Exercise inputs:

◆ ◆ ◆

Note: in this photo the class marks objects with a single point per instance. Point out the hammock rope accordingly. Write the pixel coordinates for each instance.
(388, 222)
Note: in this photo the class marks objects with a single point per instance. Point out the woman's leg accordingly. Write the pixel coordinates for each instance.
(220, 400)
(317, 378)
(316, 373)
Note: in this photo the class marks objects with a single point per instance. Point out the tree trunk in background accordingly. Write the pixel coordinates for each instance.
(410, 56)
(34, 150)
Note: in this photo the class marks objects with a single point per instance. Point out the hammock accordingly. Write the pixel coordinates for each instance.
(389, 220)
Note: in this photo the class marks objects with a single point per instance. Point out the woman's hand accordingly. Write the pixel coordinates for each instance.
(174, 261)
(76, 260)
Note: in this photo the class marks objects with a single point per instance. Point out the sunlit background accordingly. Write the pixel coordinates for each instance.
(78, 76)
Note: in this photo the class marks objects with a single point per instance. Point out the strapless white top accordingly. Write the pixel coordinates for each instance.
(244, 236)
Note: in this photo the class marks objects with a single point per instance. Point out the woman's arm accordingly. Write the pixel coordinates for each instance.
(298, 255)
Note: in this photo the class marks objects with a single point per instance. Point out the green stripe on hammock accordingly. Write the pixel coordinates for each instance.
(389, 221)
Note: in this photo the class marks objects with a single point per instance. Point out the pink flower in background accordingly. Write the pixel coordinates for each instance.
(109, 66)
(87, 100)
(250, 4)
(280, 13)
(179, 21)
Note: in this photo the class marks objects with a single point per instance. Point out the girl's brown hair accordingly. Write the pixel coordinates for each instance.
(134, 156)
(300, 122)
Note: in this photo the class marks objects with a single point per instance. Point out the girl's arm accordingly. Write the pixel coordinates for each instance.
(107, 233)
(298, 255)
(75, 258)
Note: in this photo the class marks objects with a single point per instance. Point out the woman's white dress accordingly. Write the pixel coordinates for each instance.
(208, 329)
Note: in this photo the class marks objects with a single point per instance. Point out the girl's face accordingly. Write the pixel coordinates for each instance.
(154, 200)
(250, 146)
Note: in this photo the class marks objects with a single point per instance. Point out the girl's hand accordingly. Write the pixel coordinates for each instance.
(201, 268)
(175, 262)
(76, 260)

◆ ◆ ◆

What to work on: Exactly as they appear above, give the entries again.

Answer section:
Note: in this photo the class marks objects with a single point per instance. Point out the hammock rope accordingly. Write the pixel coordinates for each instance.
(388, 222)
Note: in this photo the class marks objects with a single point per instance. Point out the woman's leg accordingly. Write the pixel coordinates for each instance.
(220, 400)
(317, 378)
(316, 373)
Note: in this photo the class marks objects with a single point per instance. Point out the tree trunk in background accordingly. Write the pixel coordinates for each instance.
(410, 56)
(34, 150)
Note: in this photo the class marks objects with a single point per instance. Point out the hammock accordingly. Write the pixel coordinates for each instance.
(389, 220)
Note: in this photo the class marks objects with a single point per instance. Point out the woman's hand accordingly. Write the pixel coordinates for each instance.
(174, 261)
(76, 260)
Note: in this photo the class marks objects with a single point per instance. Point out the sunlit background accordingly. Write the pixel coordinates for each instance.
(78, 76)
Note: in this photo the class marks objects with a single point per instance. Point out the strapless white top accordingly. Write the pixel coordinates for each instance.
(244, 236)
Note: in this photo the class marks objects with a single point per instance. Point out the woman's arm accordingly. Write the pixel coordinates for each instance.
(298, 255)
Note: in this photo the class marks objects with a single point per instance. Point out the green stripe on hammock accordingly. Write the pixel coordinates for each instance.
(389, 221)
Note: in this photo the class marks objects with a single point per instance. Point out the pink flower in background accordingly. Write the pixel coordinates for each instance.
(109, 66)
(87, 100)
(250, 4)
(280, 13)
(179, 21)
Note: in this photo the class marks objects with a single point per instance. Point out the girl's brown hair accordingly. Write the pixel coordinates for each instance.
(134, 156)
(300, 122)
Note: in this photo the class marks objects with a single point per instance. Point out the girl's arm accordingly. Write the pixel coordinates for each instance.
(107, 233)
(298, 255)
(75, 258)
Note: in this photo the class marks objects with a single point per instance. Point out the woman's white dress accordingly. Write the pixel coordinates for each instance.
(208, 329)
Note: in this photo the class marks objects with a single point per instance. Point out the girl's face accordingly. Write the pixel coordinates for each instance.
(154, 200)
(250, 146)
Note: in this photo the class marks objects with a single point per instance. Point out the girl's hand accordingly. Write the pixel coordinates for each instance.
(201, 268)
(175, 262)
(76, 260)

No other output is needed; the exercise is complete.